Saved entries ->
────────────────────────────────────────

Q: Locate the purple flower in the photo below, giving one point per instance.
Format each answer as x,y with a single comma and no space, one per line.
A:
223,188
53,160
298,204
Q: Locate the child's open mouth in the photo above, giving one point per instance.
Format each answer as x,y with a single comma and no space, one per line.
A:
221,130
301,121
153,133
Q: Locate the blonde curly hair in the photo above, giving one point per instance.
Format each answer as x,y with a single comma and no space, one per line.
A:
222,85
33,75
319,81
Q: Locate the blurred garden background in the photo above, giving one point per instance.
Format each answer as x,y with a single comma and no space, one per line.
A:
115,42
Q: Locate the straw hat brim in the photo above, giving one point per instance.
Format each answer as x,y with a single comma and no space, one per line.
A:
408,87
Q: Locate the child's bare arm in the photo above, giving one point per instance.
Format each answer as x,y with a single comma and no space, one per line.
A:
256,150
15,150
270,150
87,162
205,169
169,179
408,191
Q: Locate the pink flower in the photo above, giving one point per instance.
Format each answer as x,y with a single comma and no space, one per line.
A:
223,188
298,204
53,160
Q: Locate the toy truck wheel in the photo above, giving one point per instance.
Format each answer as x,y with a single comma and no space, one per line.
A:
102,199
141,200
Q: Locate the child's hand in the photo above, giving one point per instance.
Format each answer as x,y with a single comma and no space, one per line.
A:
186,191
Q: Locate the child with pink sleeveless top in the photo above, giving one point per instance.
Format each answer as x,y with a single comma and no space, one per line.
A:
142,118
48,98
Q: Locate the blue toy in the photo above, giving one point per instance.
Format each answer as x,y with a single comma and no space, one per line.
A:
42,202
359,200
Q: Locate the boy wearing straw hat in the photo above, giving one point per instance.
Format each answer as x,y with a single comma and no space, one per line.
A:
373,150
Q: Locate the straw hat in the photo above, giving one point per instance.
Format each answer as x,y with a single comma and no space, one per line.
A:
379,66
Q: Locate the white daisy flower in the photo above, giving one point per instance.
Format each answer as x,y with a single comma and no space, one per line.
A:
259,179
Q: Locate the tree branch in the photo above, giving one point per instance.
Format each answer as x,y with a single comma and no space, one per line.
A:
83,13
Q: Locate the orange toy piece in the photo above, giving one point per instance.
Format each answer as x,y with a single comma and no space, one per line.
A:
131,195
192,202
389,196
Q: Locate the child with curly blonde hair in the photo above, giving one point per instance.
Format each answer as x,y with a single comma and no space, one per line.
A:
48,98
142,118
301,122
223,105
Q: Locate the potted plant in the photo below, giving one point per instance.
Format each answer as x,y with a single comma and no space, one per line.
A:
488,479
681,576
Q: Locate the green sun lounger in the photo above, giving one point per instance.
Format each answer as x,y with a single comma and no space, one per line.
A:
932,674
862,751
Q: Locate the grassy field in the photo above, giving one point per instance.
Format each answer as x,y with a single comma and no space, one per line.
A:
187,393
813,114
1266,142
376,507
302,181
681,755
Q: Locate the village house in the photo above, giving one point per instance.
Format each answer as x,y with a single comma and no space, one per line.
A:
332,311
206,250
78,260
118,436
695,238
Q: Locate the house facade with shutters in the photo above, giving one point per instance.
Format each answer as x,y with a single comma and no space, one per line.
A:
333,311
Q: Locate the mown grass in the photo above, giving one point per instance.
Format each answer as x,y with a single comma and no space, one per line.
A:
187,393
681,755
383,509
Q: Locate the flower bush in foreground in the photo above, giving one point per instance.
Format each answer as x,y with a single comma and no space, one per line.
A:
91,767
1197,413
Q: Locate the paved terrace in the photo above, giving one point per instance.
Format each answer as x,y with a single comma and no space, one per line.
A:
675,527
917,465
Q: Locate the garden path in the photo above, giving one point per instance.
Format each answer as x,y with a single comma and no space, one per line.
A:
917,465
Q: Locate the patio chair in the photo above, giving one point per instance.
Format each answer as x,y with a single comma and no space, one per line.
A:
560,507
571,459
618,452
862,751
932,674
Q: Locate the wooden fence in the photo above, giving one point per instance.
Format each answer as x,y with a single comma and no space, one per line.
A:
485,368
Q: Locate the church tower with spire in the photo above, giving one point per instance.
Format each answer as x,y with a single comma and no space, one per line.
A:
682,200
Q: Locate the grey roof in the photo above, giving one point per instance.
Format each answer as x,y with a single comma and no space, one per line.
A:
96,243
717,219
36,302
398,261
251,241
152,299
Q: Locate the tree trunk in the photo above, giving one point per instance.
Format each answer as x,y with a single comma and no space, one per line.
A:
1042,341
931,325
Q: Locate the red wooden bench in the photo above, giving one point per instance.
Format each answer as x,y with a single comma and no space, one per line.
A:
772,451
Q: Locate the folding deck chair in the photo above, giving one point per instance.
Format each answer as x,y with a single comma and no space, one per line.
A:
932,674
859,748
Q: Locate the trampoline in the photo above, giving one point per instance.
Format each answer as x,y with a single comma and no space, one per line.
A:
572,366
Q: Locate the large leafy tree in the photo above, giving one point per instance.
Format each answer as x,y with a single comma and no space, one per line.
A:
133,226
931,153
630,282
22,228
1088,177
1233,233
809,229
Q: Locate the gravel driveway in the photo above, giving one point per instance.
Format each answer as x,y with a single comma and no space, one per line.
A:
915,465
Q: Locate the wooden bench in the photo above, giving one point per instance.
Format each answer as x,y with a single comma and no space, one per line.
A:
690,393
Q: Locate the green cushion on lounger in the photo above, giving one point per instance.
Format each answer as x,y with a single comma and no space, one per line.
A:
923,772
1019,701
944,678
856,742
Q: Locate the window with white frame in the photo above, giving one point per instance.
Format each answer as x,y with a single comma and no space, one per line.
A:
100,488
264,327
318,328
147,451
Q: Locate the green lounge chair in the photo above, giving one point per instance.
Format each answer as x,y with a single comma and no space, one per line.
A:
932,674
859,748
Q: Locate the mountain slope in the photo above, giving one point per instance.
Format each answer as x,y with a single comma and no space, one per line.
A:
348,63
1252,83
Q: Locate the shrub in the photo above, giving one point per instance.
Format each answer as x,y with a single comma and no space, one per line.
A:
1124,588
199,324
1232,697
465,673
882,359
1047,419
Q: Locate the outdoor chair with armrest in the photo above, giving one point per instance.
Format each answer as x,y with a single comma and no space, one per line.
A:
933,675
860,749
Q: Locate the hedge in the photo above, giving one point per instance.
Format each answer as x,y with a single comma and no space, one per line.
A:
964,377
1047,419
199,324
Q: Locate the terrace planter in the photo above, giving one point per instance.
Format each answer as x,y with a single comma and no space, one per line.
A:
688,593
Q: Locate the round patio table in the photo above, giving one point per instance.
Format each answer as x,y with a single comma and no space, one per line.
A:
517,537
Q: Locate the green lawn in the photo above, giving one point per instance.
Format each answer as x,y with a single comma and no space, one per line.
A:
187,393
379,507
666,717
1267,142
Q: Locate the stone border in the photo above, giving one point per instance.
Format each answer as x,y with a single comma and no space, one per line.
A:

────────────────────────────────────────

Direction ->
Copy every one of the records above word for word, keeping each line unchanged.

Correct result ->
Q: Locate the purple flower in the photo below, giving one point per instance.
Format each answer as x,y with a single comma and no space, one per line.
A:
223,188
53,160
298,204
Q: Locate the child's open mouth in the photo above, giving one point per instance.
Format each answer as x,y with a single comma and no space, one per line.
A:
221,130
301,121
153,133
Q: Locate the blonde curly hair in the photo above, giving one point per instance.
Format each answer as x,y with a single comma and no space, one per line.
A:
222,85
33,75
319,81
Q: Locate the blurred garden background in the photo above, giving one point per instance.
Format each answer as x,y with a single comma and no space, one per line.
A:
115,42
Q: Locate the straw hat brim in the photo above, giving one point per instance.
Format each answer as x,y with a single comma and no space, one per line.
A:
408,87
Q: Locate the child's bare arm in the photo above, giving one point per instance.
Format each answer as x,y with a single comma and no space, one per line.
A:
256,150
15,150
270,150
87,162
205,169
169,179
408,191
Q: Locate the pink flower in the photo above, giving one point per instance.
Format each answer as x,y with a single comma and no space, one per line.
A:
223,188
298,204
53,160
Q: Locate the toy truck wheel in the photo above, giving one point per instance.
Format each answer as x,y with a single comma and no space, one per line.
A:
102,199
141,200
Q: Locate the child's hand in the photo above, giving one point per instance.
Format each answer as x,y with a single comma and no space, one per line.
A:
186,191
Q: Locate the child with pink sleeveless top in the photo above, giving one point per instance.
Format each answer as x,y with a single comma and no space, one per line.
A:
142,118
48,98
Q: Locate the blue toy in the photo above, giving one point per instance.
Format each answer as x,y with a single comma and no space, one per line.
A:
42,202
359,200
Q: Locate the boy wearing straw hat in the photo above, giving one point per instance.
Format each answer as x,y with a single comma and no space, one per line.
A:
373,150
Q: Locate the straw hat in the photo above, giving one point per instance.
Format each answer as x,y with a single comma and no space, one per line.
A:
379,66
Q: Locate the white daisy flower in the photo above, giving one point per instance.
Format each answer as x,y with a single comma and no space, one per line.
A:
259,179
Q: Locate the tree branch in the photo above, giving one point per instance.
Format each answer as x,y with a single comma and no space, one per line.
A:
83,13
Q: Locate the orange toy piece in the photo above, giving one point per instance.
Format each answer as x,y with a single comma and no space, one per line.
A:
131,195
192,202
389,196
Q: Locate the child with curly blonde hair in the photo above, giving one point per instance.
Format each answer as x,y with a single comma and no space, one per line.
A:
48,98
142,118
301,122
223,105
Q: Locate the potted plant in the photo below, giving one point per instance.
Format each answer as x,y with a single comma and no space, one per line.
A:
488,479
681,576
Q: Locate the green sun lounger in the photo above, giving one point per instance.
Format each answer as x,y with a single comma and no space, one per line.
A:
932,674
862,751
Q: Locate the grassy field in the photo above, giving one point per instance.
Format each answer as x,y with a single comma and no space, one per line.
A:
187,393
813,114
1266,142
376,507
302,181
681,755
Q: Locate the village house in the photo above, giving one point per instance.
Format each answer as x,y with a single comma and no space, one per line.
A:
332,311
206,250
78,260
118,436
695,238
Q: Locate the house facade with shutters in the photo above, giving one point per instance.
Format each answer as x,y with a single comma and no space, one per line.
A:
333,311
Q: Locate the mown grass in the photo above, giving one point per instance.
Format each answer as x,y with a single comma and no space, one per line.
A:
187,393
681,755
383,509
Q: Locate the flower bush in foreground in the photo above, giving one point per instance.
Format each answer as x,y with a single comma and no space, one per line.
A:
91,767
1197,413
Q: Locate the paved terrace in the photo above, giving one point per instance.
Format each answer as x,y with a single comma and no space, one per line.
A:
675,527
917,465
Q: Locate the garden path in the photo above, giving one point per instance.
Format each answer as x,y with a single comma and no space, one per line.
A:
917,465
Q: Locate the patio chair in the photo above, giving one point per instance.
Format each answer as x,y with a single comma and no space, one per line.
A:
560,507
571,459
618,452
862,751
932,674
Q: Locate the wooden fence in the photo above, giving one point per instance.
Format each answer as x,y with a single comma and no space, one per line.
A:
485,368
Q: Locate the church tower with spire in the photo above, giving one point per instance.
Format each answer as x,y with a single comma and no space, one per line.
A:
682,200
Q: Locate the grey roof in the photo above, giving one point per instance.
Format each answer as x,y with a single comma and no space, one per line.
A:
96,243
717,219
36,302
398,261
251,241
152,299
Q: Locate the tree trunk in the photo above, giving one point per instance.
Format each answer as x,y with a single comma and no space, one per line.
A:
1042,341
931,325
Q: Locate the red wooden bench in the photo above, giving one point per instance.
Format each answer as x,y with a single comma and no space, one per line.
A:
772,451
Q: Locate the folding deck chair in the photo above, giving one point per instance.
Format each answer as x,y with a single comma and no space, one per line.
A:
932,674
859,748
Q: Locate the trampoline in the photo above, giving one point per instance.
Format each answer as x,y with a single comma and no space, one per line.
A:
572,366
Q: Locate the large leafy tree in the photo above, giving one point per instance.
Format each answer as x,y with a single comma and no space, one per line.
A:
133,226
931,153
630,282
22,228
1088,177
1233,233
809,229
Q: Locate the gravel driveway in the photo above, giving one point per instance.
Format each answer as x,y with a single comma and no space, one per line.
A:
915,465
Q: Locate the wooden bench in the photo above, giving one point per instance.
Format each answer as x,y with a single comma and no space, one per line.
A:
690,393
Q: Locate the green cushion on lounger in the photo above, giving one point per instance.
Format each answer as x,y with a single comma and no space, one per line.
A:
923,772
1019,701
944,678
856,742
Q: Locate the window with white frame in the photo above, giving one point per instance.
Format each answer as x,y with a single comma and no space, one per line.
A:
100,488
264,327
318,328
147,451
Q: Locate the green lounge chair in the photo above, giving one point per instance.
Format each answer as x,y with a single comma and no space, one per line.
A:
932,674
859,748
Q: Locate the mountain slope in the photo above, giving one point per instance.
Format each answer as x,y with a single comma and no space, one per line.
A:
348,63
1252,83
Q: Locate the shrub in the photo above, giving one point per instance.
Format each answer as x,y with a single comma and no space, one per line.
A:
1124,588
199,324
1232,697
465,673
882,359
1047,419
Q: Locate the outdoor chair with armrest in the photo above, giving one point per instance.
Format each answer as x,y with a single comma and no space, one per line.
A:
933,675
860,749
Q: Locate the hedge in the photo above, giving one point per instance.
Format each answer as x,y with a single comma and no space, one per line.
A:
964,377
1047,419
199,324
Q: Locate the terrace planter in the photo above, giving one point per instance.
Format each answer as x,y with a single comma and no space, one per line.
A:
688,593
Q: Locate the round patio table in the photo above, giving one point per instance.
Format each answer as x,y with a single comma and no space, one per line.
A:
517,537
Q: Locate the green lawn in the photo above, giving one point per instance.
Format each answer as x,y with a single comma and no space, one per line.
A:
187,393
379,507
666,717
1267,142
Q: Locate the stone border in the photo above, giving one point per instance.
Format each answer as x,y with a single comma and no space, one per line.
A:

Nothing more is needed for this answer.